* Brief A
In the blog post about traumatic brain injury, reproduce the stretch from "I had a personal" through "street as 'speed'.".
* Brief B
Answer these questions from the blog post about traumatic brain injury:
(i) What name was used after the First World War for a condition similar to TBI?
(ii) In which branch of the military did the writer's friend serve?
(iii) According to one medical specialist, what caused the soldiers' poor sleeping habits?
* Brief C
Carry the blog post about traumatic brain injury forward, starting after its final sentence.
Document passage section start
Monday, September 10, 2007

New names for old Conditions

I noticed an Associated Press article about a 'new' medical condition in Iraq christened TBI or 'Traumatic Brain Injury'. With a host of new therapies and medical specialisation relating to the 'disorder', much is being made of its unusual and unprecedented nature. Doesn't any one read history? Doesn't any one read literature?

Greek and Roman writers discussed this condition and in the wake of the First World War, writers like H.G. Wells wrote a number of books that featured soldiers who suffered from a similar condition, known then as 'shell shock'.

I had a personal friend in the British paratroopers who told me about life in the 'elite' branch of the military. The training for military exercises is inimical to ordinary life.

One medical specialist noted that poor sleeping habits were the result of training that forced them to be 'alert all the time.'

Another remarked that: 'Their nervous system becomes acclimated to being constantly on alert - fight or flight.'

Drugs including strong amphetamines are given to soldiers on a regular basis when the situation merits it. It is well-known that 'uppers' can cause mental disorders, including anxiety and paranoia attacks. My friend thought he was going mad until I showed him literature dealing with the side-effects of drugs like 'speed'. He recognised the drugs that he and his companions had been given but had been unaware of the fact that they were what was known on the street as 'speed'.
Document passage section end
Data shown section start
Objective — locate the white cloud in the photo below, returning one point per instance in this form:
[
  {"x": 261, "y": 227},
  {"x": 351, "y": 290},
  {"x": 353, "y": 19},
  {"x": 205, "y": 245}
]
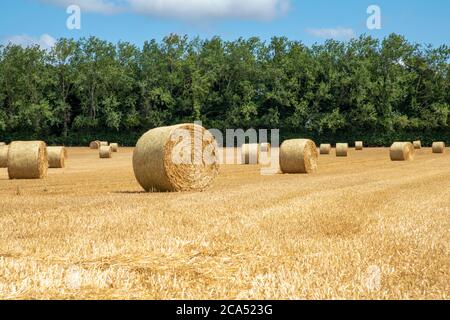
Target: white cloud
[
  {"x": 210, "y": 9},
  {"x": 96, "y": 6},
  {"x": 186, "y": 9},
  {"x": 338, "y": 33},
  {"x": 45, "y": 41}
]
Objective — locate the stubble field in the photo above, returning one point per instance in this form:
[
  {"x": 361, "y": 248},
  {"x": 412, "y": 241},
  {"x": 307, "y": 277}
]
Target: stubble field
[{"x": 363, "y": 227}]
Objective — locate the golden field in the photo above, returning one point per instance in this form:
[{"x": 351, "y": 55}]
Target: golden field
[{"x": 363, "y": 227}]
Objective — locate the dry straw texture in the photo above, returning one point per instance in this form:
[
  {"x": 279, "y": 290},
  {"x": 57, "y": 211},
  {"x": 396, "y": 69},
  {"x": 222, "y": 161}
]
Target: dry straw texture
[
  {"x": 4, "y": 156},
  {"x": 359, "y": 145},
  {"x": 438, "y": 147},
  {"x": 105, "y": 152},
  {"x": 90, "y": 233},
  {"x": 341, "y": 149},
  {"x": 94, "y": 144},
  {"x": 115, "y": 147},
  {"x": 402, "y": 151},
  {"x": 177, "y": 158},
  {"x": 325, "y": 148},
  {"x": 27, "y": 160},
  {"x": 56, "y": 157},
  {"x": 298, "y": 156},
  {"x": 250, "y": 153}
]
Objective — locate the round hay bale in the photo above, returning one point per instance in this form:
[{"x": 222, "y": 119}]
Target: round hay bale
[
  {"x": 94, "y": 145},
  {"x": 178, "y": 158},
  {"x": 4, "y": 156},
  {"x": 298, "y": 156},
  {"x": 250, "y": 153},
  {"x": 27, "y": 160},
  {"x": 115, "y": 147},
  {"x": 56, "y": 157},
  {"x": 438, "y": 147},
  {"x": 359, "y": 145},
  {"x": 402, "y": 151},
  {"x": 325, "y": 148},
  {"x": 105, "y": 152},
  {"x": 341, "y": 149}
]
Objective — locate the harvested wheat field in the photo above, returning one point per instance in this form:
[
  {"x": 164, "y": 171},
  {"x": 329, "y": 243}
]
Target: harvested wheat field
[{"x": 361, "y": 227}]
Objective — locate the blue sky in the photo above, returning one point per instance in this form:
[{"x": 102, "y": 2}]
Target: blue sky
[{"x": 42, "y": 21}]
Data shown section end
Data shown section start
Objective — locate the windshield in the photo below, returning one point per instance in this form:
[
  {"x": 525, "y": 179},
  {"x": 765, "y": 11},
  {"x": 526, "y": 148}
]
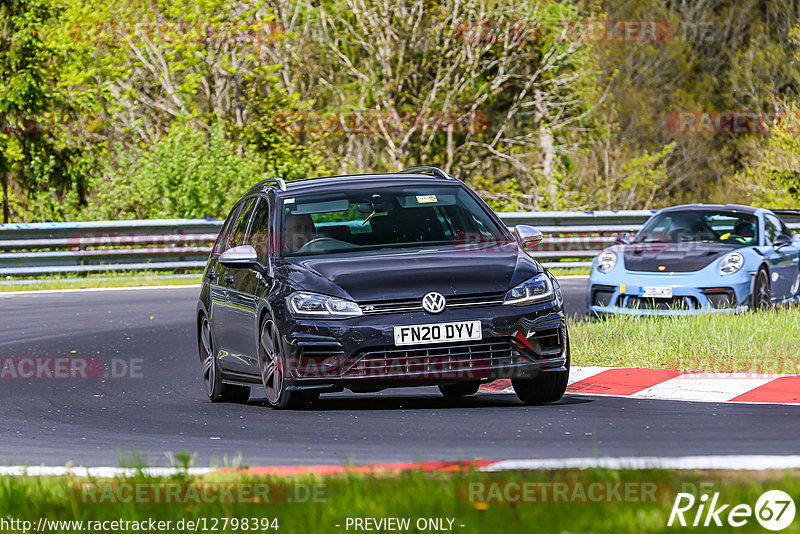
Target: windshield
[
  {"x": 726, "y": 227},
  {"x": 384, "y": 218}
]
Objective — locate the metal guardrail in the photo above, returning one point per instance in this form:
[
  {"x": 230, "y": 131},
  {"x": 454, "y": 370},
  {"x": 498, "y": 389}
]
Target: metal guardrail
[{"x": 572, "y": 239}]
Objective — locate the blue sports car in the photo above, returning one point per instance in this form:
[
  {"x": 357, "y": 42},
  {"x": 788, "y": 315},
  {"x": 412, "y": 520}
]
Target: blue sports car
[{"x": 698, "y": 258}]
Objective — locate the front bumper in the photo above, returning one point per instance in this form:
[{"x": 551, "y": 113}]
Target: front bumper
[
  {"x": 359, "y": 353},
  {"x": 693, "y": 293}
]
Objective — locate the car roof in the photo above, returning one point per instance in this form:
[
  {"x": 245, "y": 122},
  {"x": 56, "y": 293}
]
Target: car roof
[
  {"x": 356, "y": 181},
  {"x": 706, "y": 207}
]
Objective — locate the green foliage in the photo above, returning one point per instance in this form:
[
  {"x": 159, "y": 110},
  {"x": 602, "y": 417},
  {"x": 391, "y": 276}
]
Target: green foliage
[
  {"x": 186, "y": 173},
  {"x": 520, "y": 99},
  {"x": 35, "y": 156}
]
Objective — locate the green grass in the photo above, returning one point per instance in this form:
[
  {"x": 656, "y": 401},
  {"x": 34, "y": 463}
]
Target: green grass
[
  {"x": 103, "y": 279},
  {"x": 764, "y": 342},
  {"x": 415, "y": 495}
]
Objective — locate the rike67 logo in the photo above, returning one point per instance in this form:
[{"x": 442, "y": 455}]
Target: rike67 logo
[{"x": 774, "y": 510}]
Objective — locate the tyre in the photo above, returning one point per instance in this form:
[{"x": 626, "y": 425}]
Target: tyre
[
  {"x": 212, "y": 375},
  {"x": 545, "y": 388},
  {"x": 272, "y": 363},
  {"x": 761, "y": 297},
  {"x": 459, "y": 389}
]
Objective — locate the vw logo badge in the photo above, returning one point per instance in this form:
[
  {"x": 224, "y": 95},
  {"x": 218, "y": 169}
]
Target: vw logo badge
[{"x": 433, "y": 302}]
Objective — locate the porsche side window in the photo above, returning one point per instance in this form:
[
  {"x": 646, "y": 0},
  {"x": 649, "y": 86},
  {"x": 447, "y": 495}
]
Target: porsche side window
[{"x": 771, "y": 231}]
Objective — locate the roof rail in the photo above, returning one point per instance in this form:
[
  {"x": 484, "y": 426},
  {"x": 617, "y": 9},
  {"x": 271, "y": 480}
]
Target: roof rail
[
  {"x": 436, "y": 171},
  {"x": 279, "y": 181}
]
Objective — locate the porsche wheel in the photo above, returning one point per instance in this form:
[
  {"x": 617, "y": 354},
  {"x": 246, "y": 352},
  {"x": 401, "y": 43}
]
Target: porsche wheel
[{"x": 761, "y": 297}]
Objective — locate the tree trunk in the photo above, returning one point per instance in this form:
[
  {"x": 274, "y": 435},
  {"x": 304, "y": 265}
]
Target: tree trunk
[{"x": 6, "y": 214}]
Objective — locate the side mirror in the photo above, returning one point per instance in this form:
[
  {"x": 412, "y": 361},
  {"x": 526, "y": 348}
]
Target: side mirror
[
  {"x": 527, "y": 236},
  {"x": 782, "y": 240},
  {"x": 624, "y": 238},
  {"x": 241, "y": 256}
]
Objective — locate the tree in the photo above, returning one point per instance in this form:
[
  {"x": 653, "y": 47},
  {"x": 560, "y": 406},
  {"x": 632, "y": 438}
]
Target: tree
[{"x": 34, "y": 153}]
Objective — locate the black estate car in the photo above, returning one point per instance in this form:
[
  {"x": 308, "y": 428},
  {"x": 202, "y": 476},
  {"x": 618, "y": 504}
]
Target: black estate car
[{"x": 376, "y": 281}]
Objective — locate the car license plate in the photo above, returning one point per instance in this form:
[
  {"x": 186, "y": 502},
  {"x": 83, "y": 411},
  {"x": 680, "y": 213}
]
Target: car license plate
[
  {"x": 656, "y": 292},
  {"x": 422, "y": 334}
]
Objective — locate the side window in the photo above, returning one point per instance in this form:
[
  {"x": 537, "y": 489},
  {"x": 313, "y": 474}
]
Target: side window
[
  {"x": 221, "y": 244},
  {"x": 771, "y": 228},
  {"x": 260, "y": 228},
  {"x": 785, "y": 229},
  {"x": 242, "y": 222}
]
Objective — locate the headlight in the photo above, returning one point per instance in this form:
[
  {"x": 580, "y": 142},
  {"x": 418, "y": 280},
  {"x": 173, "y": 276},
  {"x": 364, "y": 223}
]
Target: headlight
Data shown section end
* Exercise response A
I had a personal friend in the British paratroopers who told me about life in the 'elite' branch of the military. The training for military exercises is inimical to ordinary life.

One medical specialist noted that poor sleeping habits were the result of training that forced them to be 'alert all the time.'

Another remarked that: 'Their nervous system becomes acclimated to being constantly on alert - fight or flight.'

Drugs including strong amphetamines are given to soldiers on a regular basis when the situation merits it. It is well-known that 'uppers' can cause mental disorders, including anxiety and paranoia attacks. My friend thought he was going mad until I showed him literature dealing with the side-effects of drugs like 'speed'. He recognised the drugs that he and his companions had been given but had been unaware of the fact that they were what was known on the street as 'speed'.

* Exercise response B
(i) 'Shell shock'
(ii) The British paratroopers
(iii) Training that forced them to be 'alert all the time'

* Exercise response C
Soldiers are trained to become 'killing machines'. Ordinary human life does not allow individuals to be 'killing machines'. Is it any wonder that these soldiers return to civilian life unequipped to deal with normal situations?

What is amazing to me, however, is the way people focus on THEIR own society, their time period and their situation as if it were something unique and new. Lessons seldom are learned from the past even when the past is acknowledged.

The article dealing with TBI only discussed American soldiers, making no mention of the traumatic stress and TBI suffered by the Iraqi people. There was no mention of the depleted uranium in Iraq either, the presence of which is poisoning the land and its people.

The United States has been using vast quantities of depleted uranium in munitions in Iraq. Uranium dust spread by the air after the explosion of any projectile containing DU causes birth defects and cancer, apart from the other immediate health hazards it poses to those who inhale it.

By illegally using hundreds of tons of depleted uranium (DU) against Iraq, Britain and America have gravely endangered not only the Iraqis but the whole world.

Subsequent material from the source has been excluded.